::: DATA FOR THIS TASK

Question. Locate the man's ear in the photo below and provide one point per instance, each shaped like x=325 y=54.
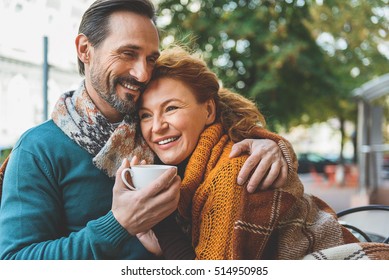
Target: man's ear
x=83 y=48
x=211 y=109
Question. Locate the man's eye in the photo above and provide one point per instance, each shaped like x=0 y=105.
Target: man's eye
x=152 y=60
x=171 y=108
x=129 y=54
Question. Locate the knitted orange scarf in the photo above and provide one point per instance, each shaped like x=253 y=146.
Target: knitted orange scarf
x=229 y=223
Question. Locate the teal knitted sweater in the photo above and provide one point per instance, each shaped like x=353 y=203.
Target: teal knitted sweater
x=56 y=203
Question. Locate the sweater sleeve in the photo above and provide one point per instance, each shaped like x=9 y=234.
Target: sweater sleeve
x=32 y=223
x=284 y=145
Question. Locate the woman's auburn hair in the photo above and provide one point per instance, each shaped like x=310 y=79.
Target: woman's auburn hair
x=237 y=114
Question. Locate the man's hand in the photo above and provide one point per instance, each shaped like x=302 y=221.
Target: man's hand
x=138 y=211
x=271 y=168
x=150 y=242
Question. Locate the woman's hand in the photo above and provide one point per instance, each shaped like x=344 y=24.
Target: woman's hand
x=150 y=242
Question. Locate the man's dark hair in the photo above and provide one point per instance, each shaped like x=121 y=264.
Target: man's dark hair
x=95 y=21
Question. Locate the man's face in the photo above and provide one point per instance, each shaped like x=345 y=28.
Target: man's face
x=121 y=66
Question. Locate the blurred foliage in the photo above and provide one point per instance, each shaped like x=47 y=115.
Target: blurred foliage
x=298 y=60
x=4 y=154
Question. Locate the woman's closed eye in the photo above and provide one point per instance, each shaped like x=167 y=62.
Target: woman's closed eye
x=171 y=108
x=144 y=115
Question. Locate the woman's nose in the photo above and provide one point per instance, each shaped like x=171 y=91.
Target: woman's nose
x=159 y=124
x=140 y=71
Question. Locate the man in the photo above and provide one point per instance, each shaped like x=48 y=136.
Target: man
x=58 y=201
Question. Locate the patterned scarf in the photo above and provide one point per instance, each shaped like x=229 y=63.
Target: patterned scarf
x=78 y=117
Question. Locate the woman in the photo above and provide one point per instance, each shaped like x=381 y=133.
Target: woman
x=186 y=119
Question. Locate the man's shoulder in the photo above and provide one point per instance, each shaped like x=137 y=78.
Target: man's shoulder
x=45 y=134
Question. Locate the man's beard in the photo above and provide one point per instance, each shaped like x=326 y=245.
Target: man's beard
x=108 y=93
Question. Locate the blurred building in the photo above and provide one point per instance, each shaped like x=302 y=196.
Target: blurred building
x=24 y=24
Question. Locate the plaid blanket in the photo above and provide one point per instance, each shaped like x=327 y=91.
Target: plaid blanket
x=352 y=251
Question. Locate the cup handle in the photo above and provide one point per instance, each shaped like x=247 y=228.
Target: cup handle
x=125 y=180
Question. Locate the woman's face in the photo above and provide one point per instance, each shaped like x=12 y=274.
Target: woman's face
x=172 y=120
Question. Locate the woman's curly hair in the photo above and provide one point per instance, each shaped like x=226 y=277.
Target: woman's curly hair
x=237 y=114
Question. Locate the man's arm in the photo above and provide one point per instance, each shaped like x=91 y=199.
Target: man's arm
x=271 y=159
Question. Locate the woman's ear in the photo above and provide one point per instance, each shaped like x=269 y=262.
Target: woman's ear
x=211 y=110
x=83 y=48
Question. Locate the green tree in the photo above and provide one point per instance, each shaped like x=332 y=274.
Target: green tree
x=298 y=59
x=261 y=49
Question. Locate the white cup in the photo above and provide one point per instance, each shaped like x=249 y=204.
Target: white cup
x=143 y=175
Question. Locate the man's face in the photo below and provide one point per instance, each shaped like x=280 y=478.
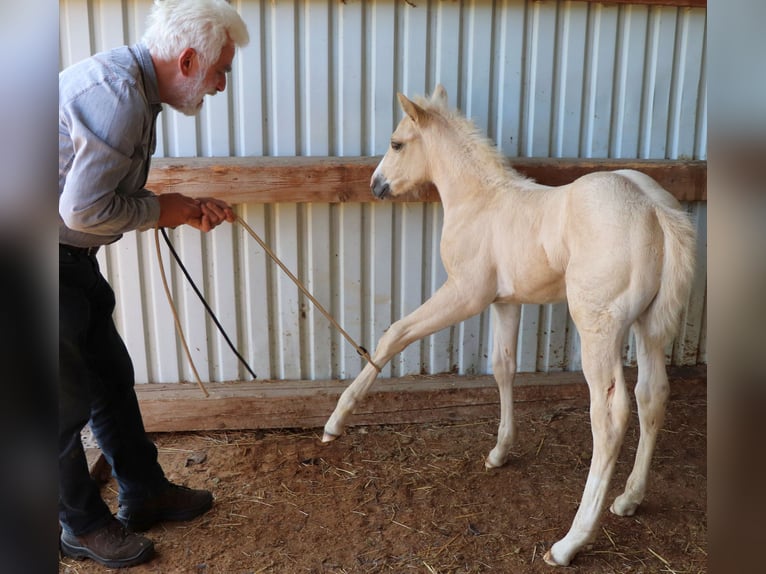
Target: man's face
x=201 y=82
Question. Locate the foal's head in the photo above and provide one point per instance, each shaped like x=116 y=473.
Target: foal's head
x=405 y=166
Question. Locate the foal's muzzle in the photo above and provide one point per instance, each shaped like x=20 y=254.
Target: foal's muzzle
x=380 y=187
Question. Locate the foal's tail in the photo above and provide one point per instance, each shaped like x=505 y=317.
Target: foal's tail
x=663 y=315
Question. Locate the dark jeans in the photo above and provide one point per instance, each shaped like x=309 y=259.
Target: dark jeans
x=96 y=385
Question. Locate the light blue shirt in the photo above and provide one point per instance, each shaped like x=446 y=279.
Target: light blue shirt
x=108 y=106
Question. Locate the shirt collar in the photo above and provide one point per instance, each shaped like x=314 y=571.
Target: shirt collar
x=150 y=75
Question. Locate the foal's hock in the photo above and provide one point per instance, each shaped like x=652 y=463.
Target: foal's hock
x=615 y=245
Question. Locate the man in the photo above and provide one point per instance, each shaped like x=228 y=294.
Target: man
x=108 y=105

::::::

YOUR INSTRUCTIONS:
Retype the records exactly, but skip the pictures.

WRITTEN ANSWER:
Question. Locate the man's ear in the photo below and provide one point per instance, each shaped like x=325 y=54.
Target: man's ear
x=83 y=48
x=211 y=109
Question. Locate the man's eye in the photo above and provide one point per instance, each shaped like x=0 y=105.
Target: man's eye
x=152 y=60
x=171 y=108
x=129 y=54
Question. Locate the knitted orange scarf in the photo above and provide one point per instance, each shaped like x=253 y=146.
Target: knitted orange scarf
x=229 y=223
Question. Locate the teal knitted sweater in the photo above and provide one point per instance, each shaped like x=353 y=203.
Target: teal knitted sweater
x=56 y=203
Question. Locate the sweater sleeve in the photo above and provide one point per instance, each shaped like x=9 y=234.
Target: sweater sleeve
x=32 y=223
x=284 y=145
Question. Locate the woman's auburn hair in the photo above and provide one point per instance, each shaped like x=310 y=79.
Target: woman's auburn hair
x=237 y=114
Question. Locate the man's hand in the photo above and provide one point per instance, each shaped like x=302 y=221.
Target: man's hand
x=138 y=211
x=271 y=168
x=150 y=242
Question. Locate the woman's hand in the photo above and provide one point per instance, each shaped like x=344 y=24.
Target: woman's hand
x=150 y=242
Question. Locate the man's dark hair in the photo above and provide one point per instance, each shaped like x=121 y=264.
Target: man's dark hair
x=95 y=21
Question. Locate the man's face in the photo above and provide one point per instance, each shaped like x=345 y=28.
Target: man's face
x=121 y=66
Question. Locate the blurred foliage in the photo above and provide one point per instance, each shaped like x=47 y=115.
Target: blurred foliage
x=298 y=60
x=4 y=154
Question. Locate the woman's closed eye in the photo above and provide one point per instance, each shaped like x=167 y=62.
Target: woman's closed eye
x=171 y=108
x=144 y=115
Question. Locate the woman's nose in the photo above and provide one point per instance, each shaped like x=171 y=91.
Target: woman's nose
x=159 y=124
x=140 y=71
Question. Locate the man in the photo above and provide one point per instance, each shaped like x=48 y=136.
Target: man
x=58 y=201
Question. Locate the patterned scarf in the photo above and provide one point per instance, each shaped like x=229 y=63.
Target: patterned scarf
x=78 y=117
Question. Locate the woman in the photo above and provide one point per instance, each shaped like x=381 y=133.
Target: woman
x=186 y=119
Question. Locate the man's shoulder in the photo above and provide one point per instance, each shaped like x=137 y=78.
Target: man's shoulder
x=45 y=134
Question. Locate the man's beard in the photo above and provide one point per instance, each shaped like x=326 y=245.
Target: man's beard
x=108 y=93
Question. Locate the blurred building in the photo above and provide one point per instance, each shaped like x=302 y=196.
Target: blurred building
x=24 y=24
Question. Locate the plaid blanket in the photo above and provide one point per instance, each shaped like x=327 y=91.
Target: plaid blanket
x=352 y=251
Question. Locate the cup handle in the photo above and provide one point per instance, each shaped like x=247 y=228.
Target: cup handle
x=125 y=180
Question. Locate the woman's face in the photo above and provide one point per instance, each shaped like x=12 y=274.
Target: woman's face
x=172 y=120
Question. Locate the woman's curly hair in the photo above and provide one point per instance, each shaped like x=226 y=277.
Target: woman's curly hair
x=237 y=114
Question. Locate the man's arm in the photo above and provide one point per instance, each shaped like x=91 y=199.
Target: man's arm
x=271 y=159
Question. Locate the woman's ear in the photo above and provide one point per instance, each shaped like x=269 y=262.
Target: woman's ear
x=211 y=110
x=83 y=48
Question. Locate the green tree in the photo above and provide one point per instance, each shaped like x=332 y=274.
Target: green tree
x=298 y=59
x=261 y=49
Question. Locate the white cup in the photo above and provide one point per instance, each shaped like x=249 y=204.
Target: white cup
x=143 y=175
Question. Locate the man's face in the photo below and provide one point per instance, each shaped like x=280 y=478.
Target: man's face
x=201 y=82
Question. Locate the foal's head in the photo above and provide one point per instance, each shaped like x=116 y=473.
Target: foal's head
x=405 y=166
Question. Locate the foal's muzzle in the photo above and provide one point per instance, each shaped like x=20 y=254.
Target: foal's muzzle
x=380 y=187
Question. Locate the foal's tail in the photo above and provide one point per instance, each shaped like x=505 y=317.
Target: foal's tail
x=663 y=315
Question. Locate the dark jeans in the photo above and provide one point per instance, each shaped like x=309 y=259.
Target: dark jeans
x=96 y=385
Question. Locate the light blue shirt in the photo above and provide one point per instance, each shaped like x=446 y=279.
Target: light blue shirt
x=108 y=106
Question. Locate the shirt collar in the photo above and provide one point per instance, each shaped like x=314 y=571.
Target: shirt collar
x=150 y=75
Question. Locate the foal's hock in the photo above and provide one point per instance, each shaped like x=652 y=463.
Target: foal's hock
x=615 y=245
Question. Locate the man in the photo above and provide one point per instance, each shaped like x=228 y=294.
Target: man
x=108 y=105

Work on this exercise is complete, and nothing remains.